### What is required
Reproduce the listing below word for word, omitting the pictures.

### Records for processing
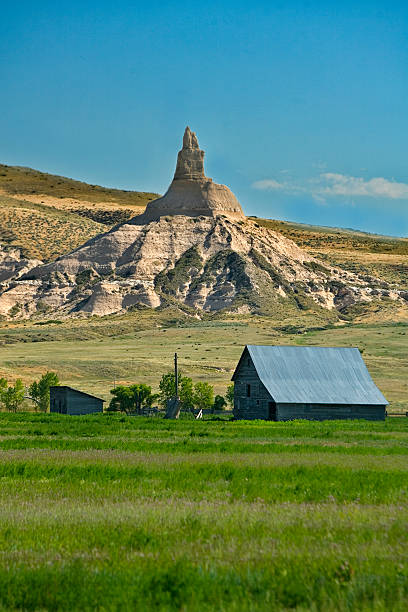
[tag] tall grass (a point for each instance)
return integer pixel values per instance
(209, 516)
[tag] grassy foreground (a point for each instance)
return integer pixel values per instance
(117, 513)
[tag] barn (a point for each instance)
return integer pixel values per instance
(66, 400)
(280, 383)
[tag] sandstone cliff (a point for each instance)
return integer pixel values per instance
(197, 263)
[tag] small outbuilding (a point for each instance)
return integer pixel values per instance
(65, 400)
(281, 383)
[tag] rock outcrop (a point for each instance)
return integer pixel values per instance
(198, 264)
(13, 265)
(193, 249)
(191, 193)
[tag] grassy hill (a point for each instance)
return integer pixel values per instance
(382, 256)
(46, 215)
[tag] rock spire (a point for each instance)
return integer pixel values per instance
(190, 160)
(191, 193)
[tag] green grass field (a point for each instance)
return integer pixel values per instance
(129, 513)
(92, 354)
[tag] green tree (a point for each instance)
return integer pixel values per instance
(219, 402)
(131, 399)
(13, 396)
(229, 396)
(167, 388)
(40, 391)
(203, 397)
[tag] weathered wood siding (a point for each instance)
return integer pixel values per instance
(257, 405)
(70, 401)
(323, 412)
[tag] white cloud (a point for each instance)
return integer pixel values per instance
(331, 184)
(343, 185)
(268, 185)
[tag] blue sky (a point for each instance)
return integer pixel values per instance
(301, 107)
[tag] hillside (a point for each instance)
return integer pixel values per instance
(46, 216)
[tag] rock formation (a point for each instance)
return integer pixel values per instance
(191, 193)
(192, 249)
(13, 265)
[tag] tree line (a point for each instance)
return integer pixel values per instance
(13, 396)
(131, 399)
(134, 399)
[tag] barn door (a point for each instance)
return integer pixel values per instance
(272, 411)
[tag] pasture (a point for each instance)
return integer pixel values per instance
(92, 354)
(130, 513)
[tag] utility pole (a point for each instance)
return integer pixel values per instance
(176, 374)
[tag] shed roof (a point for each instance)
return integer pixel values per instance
(315, 375)
(77, 391)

### Answer to this exercise
[tag] tall grass (a point for each instance)
return integer pixel values per instance
(209, 516)
[tag] grassy foreground (a point for each instance)
return integer pixel values per instance
(117, 513)
[tag] barn (a point for each instance)
return integer pixel values per instance
(66, 400)
(280, 383)
[tag] sandstone cliff (a point for each instance)
return integer pixel values per instance
(197, 263)
[tag] small outbuilding (a point for each instance)
return integer pixel values per instance
(65, 400)
(281, 383)
[tag] rock outcrop (a point for each instance)
return integer pixel values per instance
(198, 264)
(13, 265)
(193, 249)
(191, 193)
[tag] grassy hill (a point for each instance)
return integer pixel values per instance
(382, 256)
(46, 215)
[tag] rock spire (a point for each instance)
return integer pixel values per instance
(190, 160)
(191, 193)
[tag] green grass field (a point for each instance)
return integer pixel values per instance
(129, 513)
(92, 354)
[tag] green tree (a point for each instance)
return integer pixel values per instance
(219, 402)
(131, 399)
(13, 396)
(229, 396)
(167, 388)
(40, 391)
(203, 397)
[tag] weathered wood siding (a point for each instance)
return integer pixel values per instance
(257, 405)
(70, 401)
(323, 412)
[tag] white cloud (a point for each instance)
return integer pixel values per instance
(331, 184)
(343, 185)
(268, 185)
[tag] blue sky (a point for each instance)
return integer pixel values per instance
(301, 107)
[tag] hillside (a point for each instance)
return integer pixel values per instance
(46, 216)
[tag] rock formation (a point for each instance)
return integer pixel values per instance
(191, 193)
(192, 249)
(13, 265)
[tag] tree line (a point for each instance)
return integer pixel values per instance
(13, 396)
(131, 399)
(134, 399)
[tag] barn door (a point for each instance)
return integer pixel values per instance
(272, 411)
[tag] pasture (a point for each instance)
return integer pixel values per instance
(92, 354)
(130, 513)
[tag] utility pole (a point for each instance)
return integer pixel values per instance
(176, 374)
[tag] shed roof (a point for each instance)
return integer pixel values per instance
(315, 375)
(77, 391)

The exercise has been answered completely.